EXERCISE DIRECTIONS
Below are records; quote them exactly from the first line through the line that contains "Target: round zucchini".

Saved entries
┌──
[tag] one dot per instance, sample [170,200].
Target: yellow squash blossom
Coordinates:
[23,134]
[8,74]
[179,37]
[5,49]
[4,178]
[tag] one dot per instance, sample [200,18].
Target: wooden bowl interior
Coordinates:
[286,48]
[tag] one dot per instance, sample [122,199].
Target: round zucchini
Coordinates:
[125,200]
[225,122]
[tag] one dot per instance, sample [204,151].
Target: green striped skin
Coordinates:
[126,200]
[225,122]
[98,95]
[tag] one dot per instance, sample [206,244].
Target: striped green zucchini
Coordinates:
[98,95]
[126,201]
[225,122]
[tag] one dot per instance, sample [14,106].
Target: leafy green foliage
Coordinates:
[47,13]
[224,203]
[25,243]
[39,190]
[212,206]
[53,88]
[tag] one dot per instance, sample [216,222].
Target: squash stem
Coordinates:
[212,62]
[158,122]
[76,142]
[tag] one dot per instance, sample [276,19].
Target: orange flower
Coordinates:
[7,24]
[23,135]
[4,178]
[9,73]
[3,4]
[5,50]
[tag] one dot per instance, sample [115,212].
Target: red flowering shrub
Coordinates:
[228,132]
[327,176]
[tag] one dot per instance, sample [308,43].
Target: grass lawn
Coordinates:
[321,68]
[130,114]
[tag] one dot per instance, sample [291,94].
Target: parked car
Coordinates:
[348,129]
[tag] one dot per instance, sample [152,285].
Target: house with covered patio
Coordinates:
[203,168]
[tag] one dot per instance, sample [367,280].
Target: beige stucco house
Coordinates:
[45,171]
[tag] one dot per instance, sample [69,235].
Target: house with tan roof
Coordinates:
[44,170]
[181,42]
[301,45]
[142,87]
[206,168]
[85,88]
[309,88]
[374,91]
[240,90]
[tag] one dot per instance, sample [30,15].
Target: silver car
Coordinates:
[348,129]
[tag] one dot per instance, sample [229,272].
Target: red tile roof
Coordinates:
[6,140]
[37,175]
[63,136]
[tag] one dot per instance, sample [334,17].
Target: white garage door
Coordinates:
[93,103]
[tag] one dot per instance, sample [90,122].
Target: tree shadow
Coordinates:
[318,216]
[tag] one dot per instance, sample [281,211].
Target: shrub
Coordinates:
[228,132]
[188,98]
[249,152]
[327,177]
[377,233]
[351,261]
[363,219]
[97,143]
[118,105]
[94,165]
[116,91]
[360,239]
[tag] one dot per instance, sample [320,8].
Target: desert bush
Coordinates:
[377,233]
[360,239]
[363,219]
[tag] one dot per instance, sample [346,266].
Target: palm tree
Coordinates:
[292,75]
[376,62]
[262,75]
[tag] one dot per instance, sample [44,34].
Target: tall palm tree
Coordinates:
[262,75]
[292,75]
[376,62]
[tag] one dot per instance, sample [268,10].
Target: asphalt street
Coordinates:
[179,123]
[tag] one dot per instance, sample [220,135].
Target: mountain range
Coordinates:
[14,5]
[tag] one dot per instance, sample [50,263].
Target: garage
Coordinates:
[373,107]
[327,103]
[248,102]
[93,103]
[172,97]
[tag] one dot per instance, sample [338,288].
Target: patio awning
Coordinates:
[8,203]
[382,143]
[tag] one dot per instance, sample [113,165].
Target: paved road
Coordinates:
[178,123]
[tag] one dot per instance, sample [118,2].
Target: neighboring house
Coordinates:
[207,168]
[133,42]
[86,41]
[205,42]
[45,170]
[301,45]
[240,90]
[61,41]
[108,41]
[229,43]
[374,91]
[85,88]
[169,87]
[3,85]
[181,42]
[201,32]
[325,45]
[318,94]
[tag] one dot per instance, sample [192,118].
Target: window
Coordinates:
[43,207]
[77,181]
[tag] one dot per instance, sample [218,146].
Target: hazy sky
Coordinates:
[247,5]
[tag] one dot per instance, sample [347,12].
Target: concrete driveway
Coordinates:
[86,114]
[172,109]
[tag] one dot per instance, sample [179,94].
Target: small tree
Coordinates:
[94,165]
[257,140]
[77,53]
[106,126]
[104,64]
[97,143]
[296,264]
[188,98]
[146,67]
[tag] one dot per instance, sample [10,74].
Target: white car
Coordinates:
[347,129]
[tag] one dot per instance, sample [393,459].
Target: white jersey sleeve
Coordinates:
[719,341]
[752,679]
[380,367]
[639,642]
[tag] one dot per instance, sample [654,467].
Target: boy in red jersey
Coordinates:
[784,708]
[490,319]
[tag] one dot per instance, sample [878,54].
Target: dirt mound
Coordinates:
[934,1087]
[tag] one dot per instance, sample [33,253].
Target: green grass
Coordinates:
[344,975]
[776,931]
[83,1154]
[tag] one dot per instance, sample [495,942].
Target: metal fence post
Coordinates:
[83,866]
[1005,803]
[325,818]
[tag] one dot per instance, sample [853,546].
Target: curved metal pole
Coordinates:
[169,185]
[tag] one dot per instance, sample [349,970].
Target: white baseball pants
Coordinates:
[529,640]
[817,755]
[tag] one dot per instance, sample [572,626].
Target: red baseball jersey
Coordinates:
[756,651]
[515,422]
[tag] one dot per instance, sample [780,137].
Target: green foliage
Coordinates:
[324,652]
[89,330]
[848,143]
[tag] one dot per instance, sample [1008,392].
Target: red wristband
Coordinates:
└──
OUTPUT OF THE TASK
[tag] one dot per instance, sample [170,200].
Target: yellow squash blossom
Coordinates:
[23,134]
[8,74]
[179,37]
[5,49]
[4,178]
[tag] one dot per instance, sample [200,18].
Target: wooden bowl interior
Coordinates:
[286,48]
[tag] one dot per instance, sample [122,199].
Target: round zucchini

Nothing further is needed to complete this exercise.